ABOUT THIS TASK: The answer must consist of every line in the data that contains "below".

-------- THE DATA --------

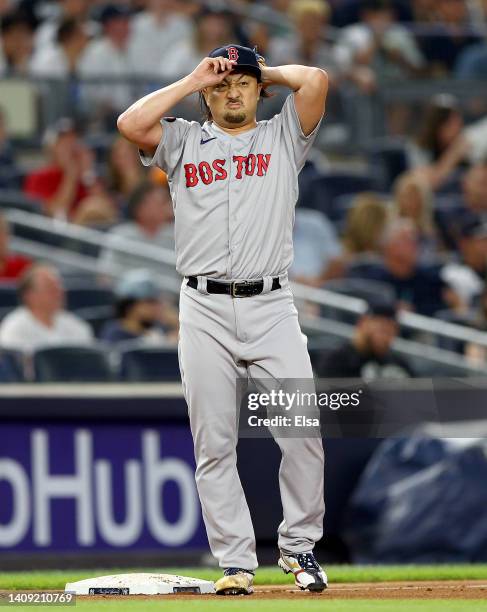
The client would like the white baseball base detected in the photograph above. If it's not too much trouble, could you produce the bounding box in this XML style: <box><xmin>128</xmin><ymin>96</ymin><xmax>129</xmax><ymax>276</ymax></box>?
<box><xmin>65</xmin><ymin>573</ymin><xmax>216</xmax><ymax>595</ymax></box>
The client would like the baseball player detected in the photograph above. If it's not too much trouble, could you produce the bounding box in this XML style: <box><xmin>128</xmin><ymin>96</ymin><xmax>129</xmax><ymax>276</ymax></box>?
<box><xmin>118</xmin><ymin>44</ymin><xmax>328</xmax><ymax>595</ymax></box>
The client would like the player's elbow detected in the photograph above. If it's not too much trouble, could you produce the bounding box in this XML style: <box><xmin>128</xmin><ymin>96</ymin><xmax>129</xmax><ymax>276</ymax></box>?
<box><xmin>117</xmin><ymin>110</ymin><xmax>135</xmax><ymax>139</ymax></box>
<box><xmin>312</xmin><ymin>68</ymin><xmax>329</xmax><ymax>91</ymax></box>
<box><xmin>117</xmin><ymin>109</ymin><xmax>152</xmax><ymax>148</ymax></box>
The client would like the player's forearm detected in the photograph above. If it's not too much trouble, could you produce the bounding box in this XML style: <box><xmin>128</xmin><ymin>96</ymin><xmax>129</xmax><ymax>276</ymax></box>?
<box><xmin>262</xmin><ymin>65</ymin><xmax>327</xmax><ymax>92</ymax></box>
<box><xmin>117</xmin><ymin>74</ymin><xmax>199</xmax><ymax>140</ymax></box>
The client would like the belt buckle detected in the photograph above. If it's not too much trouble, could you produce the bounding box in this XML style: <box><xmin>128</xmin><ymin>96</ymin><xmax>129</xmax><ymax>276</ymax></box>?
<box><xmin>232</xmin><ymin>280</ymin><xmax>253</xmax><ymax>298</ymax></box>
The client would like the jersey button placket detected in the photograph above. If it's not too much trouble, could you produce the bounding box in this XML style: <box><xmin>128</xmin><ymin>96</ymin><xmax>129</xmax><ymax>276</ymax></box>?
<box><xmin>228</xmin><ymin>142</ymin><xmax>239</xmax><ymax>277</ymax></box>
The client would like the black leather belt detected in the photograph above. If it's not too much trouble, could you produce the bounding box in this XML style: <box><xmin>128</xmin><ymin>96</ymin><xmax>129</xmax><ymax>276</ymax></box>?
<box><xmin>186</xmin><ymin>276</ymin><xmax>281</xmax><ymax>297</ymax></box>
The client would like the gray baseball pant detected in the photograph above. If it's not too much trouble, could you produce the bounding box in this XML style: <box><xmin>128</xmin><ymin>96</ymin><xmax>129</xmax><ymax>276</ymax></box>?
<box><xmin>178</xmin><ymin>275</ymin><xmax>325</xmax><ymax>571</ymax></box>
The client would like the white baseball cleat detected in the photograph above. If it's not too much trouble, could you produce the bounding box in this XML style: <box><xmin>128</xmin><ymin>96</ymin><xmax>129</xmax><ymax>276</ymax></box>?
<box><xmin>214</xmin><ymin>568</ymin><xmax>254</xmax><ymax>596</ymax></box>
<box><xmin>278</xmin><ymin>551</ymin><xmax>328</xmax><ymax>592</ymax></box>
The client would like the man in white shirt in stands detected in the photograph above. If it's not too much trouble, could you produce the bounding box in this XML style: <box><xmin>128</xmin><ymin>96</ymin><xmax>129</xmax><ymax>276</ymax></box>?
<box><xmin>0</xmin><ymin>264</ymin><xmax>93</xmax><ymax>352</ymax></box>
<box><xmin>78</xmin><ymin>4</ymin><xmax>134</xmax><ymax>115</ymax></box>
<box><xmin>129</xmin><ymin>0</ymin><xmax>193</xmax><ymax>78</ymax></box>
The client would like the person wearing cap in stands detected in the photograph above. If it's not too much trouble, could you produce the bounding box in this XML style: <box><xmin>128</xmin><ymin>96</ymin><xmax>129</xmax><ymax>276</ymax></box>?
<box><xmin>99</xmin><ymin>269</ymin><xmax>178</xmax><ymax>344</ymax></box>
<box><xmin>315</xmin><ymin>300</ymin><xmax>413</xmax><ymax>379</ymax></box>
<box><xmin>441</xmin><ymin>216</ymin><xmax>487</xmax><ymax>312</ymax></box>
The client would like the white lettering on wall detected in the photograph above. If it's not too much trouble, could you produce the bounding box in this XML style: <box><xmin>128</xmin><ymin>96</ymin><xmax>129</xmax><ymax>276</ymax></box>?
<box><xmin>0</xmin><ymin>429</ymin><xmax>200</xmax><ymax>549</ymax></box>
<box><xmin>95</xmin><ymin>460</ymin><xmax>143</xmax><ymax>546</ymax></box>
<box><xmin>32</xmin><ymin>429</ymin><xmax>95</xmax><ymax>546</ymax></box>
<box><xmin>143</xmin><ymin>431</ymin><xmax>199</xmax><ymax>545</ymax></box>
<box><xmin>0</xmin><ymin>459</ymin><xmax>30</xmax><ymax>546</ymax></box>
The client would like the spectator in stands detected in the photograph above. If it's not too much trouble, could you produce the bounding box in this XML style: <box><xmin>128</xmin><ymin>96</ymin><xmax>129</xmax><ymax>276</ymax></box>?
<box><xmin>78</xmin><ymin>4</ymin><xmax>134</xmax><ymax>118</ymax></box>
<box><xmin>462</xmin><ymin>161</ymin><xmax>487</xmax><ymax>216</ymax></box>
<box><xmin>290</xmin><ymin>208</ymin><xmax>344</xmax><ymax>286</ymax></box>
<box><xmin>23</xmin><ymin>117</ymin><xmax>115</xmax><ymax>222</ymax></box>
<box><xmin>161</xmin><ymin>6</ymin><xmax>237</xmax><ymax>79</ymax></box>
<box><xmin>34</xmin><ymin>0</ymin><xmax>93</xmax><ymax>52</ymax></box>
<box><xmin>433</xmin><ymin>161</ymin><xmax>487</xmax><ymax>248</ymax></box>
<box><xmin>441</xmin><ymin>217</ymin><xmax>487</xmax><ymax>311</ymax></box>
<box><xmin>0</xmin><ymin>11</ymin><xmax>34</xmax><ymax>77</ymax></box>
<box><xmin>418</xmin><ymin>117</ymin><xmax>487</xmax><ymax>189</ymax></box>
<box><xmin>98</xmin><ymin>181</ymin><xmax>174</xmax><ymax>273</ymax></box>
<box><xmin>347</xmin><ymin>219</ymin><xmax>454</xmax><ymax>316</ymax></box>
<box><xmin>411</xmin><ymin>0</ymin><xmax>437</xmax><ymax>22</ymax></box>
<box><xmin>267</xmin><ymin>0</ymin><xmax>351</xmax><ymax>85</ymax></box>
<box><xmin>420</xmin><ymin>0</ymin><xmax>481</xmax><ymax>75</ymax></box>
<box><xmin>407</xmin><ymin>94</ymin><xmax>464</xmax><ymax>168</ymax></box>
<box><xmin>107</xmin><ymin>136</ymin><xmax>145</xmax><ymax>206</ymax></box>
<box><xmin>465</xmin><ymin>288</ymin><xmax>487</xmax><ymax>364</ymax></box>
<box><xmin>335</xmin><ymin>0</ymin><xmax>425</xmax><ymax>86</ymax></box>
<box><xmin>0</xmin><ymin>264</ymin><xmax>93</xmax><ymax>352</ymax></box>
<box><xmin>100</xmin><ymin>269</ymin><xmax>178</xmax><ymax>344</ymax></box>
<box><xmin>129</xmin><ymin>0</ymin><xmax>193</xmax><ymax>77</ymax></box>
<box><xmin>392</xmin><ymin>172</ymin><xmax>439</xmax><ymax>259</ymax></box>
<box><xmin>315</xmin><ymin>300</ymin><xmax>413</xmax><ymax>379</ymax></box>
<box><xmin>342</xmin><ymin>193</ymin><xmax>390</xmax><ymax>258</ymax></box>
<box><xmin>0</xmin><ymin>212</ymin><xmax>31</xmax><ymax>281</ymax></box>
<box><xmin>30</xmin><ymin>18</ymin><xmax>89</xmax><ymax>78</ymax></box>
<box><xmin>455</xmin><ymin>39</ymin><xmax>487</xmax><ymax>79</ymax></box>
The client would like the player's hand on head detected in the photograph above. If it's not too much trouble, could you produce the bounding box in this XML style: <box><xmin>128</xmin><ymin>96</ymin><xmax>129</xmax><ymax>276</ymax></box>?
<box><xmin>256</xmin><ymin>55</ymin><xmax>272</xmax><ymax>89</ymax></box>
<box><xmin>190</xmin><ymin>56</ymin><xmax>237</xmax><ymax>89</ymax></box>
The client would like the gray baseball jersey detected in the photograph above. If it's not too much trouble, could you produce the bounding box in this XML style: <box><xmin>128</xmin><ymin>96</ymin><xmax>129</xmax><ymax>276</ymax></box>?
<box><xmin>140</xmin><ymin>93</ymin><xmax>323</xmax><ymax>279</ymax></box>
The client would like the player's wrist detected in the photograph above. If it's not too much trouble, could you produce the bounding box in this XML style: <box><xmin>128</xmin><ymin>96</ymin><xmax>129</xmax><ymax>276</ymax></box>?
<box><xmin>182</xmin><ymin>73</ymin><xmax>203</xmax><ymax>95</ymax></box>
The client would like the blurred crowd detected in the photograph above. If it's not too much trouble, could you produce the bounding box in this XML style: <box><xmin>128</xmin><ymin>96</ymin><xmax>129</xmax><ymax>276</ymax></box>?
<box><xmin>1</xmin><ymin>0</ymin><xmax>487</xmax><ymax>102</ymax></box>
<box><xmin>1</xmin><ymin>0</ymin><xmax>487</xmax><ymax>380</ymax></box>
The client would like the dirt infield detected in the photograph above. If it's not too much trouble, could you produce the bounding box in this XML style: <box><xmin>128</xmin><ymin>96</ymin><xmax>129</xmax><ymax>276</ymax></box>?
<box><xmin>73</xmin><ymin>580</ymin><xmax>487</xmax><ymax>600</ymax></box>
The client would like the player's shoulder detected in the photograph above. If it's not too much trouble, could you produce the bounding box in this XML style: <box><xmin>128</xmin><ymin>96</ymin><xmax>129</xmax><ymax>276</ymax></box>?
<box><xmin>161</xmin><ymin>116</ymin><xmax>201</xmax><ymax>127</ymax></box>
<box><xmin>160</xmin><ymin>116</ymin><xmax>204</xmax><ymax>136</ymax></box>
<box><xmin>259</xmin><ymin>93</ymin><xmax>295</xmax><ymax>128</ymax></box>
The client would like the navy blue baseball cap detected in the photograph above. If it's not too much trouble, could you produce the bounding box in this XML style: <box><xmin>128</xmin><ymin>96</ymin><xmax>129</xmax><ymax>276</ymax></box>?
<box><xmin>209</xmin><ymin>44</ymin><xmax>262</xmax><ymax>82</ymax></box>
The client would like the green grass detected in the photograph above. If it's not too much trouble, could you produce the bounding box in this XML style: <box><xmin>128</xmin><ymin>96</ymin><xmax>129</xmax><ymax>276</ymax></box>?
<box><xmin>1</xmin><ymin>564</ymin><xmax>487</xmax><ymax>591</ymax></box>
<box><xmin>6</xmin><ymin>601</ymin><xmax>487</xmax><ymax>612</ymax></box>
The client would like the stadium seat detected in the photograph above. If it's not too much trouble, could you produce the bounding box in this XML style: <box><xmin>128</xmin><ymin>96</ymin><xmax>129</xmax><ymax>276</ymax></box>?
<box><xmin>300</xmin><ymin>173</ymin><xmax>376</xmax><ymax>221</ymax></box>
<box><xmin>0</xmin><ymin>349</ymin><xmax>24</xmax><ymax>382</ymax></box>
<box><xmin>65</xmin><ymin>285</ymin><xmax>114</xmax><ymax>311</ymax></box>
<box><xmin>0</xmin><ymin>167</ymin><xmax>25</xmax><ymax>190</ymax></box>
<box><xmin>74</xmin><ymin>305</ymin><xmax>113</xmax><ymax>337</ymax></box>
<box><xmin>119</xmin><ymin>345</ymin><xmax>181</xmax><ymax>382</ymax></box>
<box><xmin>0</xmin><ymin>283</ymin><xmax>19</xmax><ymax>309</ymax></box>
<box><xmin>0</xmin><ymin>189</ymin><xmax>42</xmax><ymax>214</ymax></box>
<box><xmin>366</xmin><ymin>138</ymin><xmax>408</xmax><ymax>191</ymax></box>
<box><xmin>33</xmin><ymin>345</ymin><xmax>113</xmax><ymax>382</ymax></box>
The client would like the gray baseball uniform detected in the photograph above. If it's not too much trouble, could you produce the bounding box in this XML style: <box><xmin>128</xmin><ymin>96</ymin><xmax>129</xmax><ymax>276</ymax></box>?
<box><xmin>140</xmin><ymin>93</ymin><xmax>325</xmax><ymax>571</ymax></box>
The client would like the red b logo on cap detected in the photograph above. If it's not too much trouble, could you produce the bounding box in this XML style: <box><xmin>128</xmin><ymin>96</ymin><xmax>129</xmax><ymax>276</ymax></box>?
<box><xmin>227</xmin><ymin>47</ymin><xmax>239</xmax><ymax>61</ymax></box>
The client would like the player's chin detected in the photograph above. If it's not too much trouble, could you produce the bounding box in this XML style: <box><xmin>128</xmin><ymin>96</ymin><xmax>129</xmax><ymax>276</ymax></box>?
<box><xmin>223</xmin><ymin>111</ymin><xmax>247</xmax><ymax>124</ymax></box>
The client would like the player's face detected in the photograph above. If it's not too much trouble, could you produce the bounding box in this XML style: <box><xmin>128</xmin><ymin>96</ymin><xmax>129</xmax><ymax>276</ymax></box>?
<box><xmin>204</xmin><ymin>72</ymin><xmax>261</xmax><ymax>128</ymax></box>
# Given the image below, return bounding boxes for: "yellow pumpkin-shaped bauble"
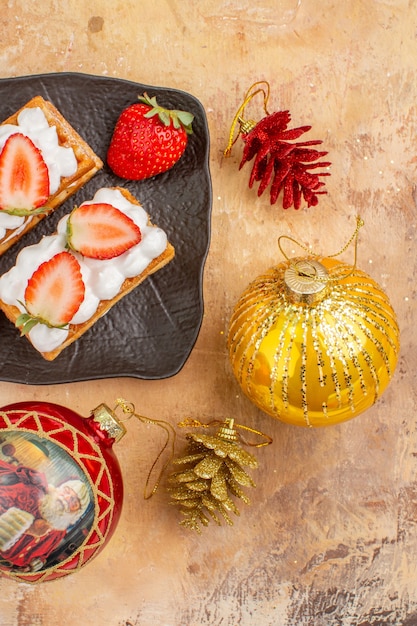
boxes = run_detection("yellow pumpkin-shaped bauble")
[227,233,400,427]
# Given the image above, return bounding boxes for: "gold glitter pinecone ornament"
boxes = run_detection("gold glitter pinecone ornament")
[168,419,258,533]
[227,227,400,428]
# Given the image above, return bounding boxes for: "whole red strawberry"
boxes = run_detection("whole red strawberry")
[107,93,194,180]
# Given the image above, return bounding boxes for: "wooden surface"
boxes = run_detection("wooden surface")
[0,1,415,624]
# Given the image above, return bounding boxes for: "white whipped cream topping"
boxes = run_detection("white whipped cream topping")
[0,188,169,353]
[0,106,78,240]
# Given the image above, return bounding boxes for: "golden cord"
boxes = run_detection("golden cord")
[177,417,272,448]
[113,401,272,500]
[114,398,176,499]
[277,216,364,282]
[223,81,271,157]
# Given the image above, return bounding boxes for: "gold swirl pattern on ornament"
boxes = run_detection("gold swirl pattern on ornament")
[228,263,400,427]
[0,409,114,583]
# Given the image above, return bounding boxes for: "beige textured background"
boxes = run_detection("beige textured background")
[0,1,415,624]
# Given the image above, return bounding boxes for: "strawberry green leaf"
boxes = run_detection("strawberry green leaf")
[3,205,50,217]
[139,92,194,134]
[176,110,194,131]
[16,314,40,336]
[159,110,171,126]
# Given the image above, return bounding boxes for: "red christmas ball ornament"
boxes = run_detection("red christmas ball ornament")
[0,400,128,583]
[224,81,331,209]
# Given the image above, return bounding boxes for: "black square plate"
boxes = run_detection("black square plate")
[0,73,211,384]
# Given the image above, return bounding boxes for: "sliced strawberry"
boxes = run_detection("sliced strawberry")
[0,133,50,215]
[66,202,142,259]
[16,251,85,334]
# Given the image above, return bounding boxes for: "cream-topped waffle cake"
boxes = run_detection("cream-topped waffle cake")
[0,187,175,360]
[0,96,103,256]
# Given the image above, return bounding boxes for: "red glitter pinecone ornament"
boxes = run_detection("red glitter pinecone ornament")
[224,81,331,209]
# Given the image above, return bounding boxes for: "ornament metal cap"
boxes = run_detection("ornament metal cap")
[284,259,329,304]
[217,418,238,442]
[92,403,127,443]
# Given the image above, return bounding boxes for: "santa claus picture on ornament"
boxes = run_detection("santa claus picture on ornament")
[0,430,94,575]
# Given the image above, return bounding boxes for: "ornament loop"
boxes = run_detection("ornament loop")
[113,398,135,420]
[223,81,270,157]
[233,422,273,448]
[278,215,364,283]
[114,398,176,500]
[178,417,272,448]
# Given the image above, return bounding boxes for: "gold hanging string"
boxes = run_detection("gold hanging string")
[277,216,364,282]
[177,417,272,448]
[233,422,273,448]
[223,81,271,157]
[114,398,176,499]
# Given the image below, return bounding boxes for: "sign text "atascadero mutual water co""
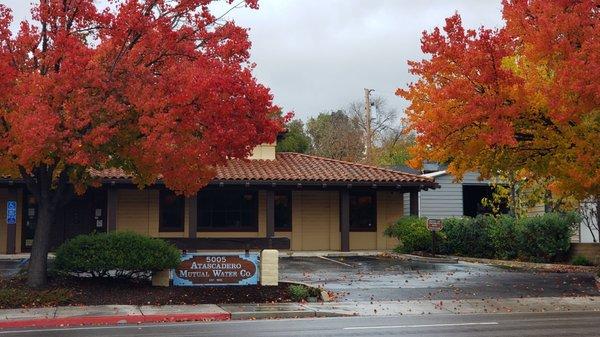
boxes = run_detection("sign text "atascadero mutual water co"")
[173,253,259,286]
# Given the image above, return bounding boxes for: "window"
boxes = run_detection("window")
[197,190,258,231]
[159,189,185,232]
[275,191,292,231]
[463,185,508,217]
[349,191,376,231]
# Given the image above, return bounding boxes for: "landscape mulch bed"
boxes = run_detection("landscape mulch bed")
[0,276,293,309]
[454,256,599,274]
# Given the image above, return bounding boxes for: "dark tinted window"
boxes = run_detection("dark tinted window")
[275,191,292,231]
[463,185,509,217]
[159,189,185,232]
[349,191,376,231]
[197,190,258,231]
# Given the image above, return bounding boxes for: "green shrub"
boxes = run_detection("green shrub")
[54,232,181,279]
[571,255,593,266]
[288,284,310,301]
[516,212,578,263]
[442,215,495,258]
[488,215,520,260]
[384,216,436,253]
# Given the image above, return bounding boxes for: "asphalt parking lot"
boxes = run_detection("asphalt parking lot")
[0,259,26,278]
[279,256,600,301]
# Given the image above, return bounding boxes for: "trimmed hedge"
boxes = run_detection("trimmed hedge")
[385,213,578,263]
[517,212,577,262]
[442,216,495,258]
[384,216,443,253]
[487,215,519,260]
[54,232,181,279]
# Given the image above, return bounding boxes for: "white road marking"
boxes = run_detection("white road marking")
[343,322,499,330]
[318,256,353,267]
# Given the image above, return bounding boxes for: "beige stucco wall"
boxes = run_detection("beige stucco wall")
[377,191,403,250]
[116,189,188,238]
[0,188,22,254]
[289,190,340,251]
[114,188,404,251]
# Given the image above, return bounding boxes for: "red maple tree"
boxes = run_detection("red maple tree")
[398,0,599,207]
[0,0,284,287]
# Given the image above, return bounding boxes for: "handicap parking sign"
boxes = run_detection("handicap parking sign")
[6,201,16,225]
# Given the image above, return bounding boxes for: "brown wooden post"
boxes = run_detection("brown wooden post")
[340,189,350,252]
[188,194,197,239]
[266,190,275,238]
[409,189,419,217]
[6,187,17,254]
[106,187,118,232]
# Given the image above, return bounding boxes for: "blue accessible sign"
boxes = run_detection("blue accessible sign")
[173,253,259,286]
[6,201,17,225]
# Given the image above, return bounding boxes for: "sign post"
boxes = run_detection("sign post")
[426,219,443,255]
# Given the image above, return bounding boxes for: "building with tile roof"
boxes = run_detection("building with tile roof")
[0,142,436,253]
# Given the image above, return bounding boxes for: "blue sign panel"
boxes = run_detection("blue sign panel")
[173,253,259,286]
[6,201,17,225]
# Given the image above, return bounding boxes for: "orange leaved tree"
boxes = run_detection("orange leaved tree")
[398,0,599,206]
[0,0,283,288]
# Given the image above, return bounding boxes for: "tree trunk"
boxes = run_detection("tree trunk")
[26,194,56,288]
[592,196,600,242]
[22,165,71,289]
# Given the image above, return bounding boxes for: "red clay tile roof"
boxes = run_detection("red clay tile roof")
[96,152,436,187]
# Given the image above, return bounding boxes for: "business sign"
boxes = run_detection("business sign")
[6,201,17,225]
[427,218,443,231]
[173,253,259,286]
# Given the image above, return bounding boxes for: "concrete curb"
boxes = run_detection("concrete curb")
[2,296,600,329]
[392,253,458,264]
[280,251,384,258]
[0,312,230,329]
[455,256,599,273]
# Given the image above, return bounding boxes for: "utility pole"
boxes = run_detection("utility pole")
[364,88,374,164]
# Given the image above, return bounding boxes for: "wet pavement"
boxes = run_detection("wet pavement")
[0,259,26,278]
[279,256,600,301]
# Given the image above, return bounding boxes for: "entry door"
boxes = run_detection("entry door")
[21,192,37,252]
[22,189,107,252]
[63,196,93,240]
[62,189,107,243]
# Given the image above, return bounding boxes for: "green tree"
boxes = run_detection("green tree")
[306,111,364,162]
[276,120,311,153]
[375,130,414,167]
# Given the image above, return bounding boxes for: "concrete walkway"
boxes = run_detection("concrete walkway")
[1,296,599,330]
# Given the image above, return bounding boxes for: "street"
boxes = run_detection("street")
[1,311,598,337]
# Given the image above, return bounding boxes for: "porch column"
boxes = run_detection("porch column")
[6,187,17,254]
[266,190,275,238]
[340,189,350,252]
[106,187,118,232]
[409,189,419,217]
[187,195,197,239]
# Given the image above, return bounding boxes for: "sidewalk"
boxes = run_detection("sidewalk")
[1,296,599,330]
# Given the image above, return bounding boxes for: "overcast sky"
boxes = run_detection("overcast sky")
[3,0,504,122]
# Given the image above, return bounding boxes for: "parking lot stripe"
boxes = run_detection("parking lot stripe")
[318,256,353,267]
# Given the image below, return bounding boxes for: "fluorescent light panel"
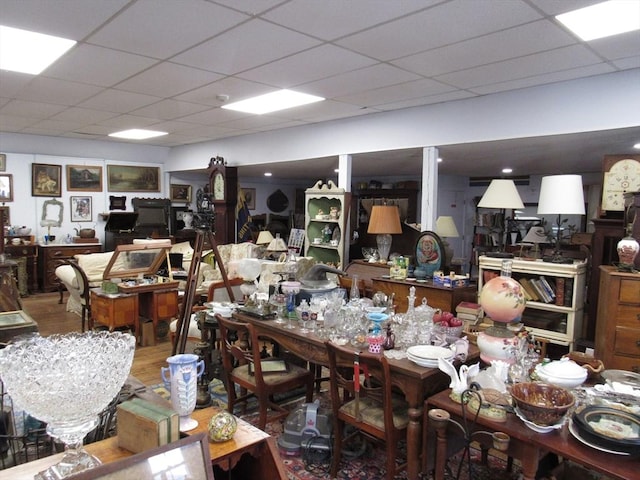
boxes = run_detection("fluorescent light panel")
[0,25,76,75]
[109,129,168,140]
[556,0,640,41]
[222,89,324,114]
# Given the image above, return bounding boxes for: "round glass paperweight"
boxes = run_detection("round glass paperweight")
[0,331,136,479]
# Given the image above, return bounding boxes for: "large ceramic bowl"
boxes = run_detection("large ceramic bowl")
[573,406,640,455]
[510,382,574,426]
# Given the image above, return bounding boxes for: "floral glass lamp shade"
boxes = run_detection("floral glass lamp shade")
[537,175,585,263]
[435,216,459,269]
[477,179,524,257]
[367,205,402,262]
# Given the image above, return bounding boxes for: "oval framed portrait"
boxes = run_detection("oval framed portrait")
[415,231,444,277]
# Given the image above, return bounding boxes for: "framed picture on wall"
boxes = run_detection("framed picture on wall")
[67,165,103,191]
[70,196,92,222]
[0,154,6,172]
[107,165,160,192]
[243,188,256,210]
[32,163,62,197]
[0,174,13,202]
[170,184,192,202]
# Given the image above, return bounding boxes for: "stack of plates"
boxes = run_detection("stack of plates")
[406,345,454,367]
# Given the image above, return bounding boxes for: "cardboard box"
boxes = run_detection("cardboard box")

--------

SOLUTION FOR THIS TASK:
# Given the image below, return bounding boxes for: "yellow pumpkin-shaped bauble"
# Given the image below, return bounding boxes for: "sign text "atascadero mutual water co""
# Given the image below, return bounding boxes for: "fluorescent light panel"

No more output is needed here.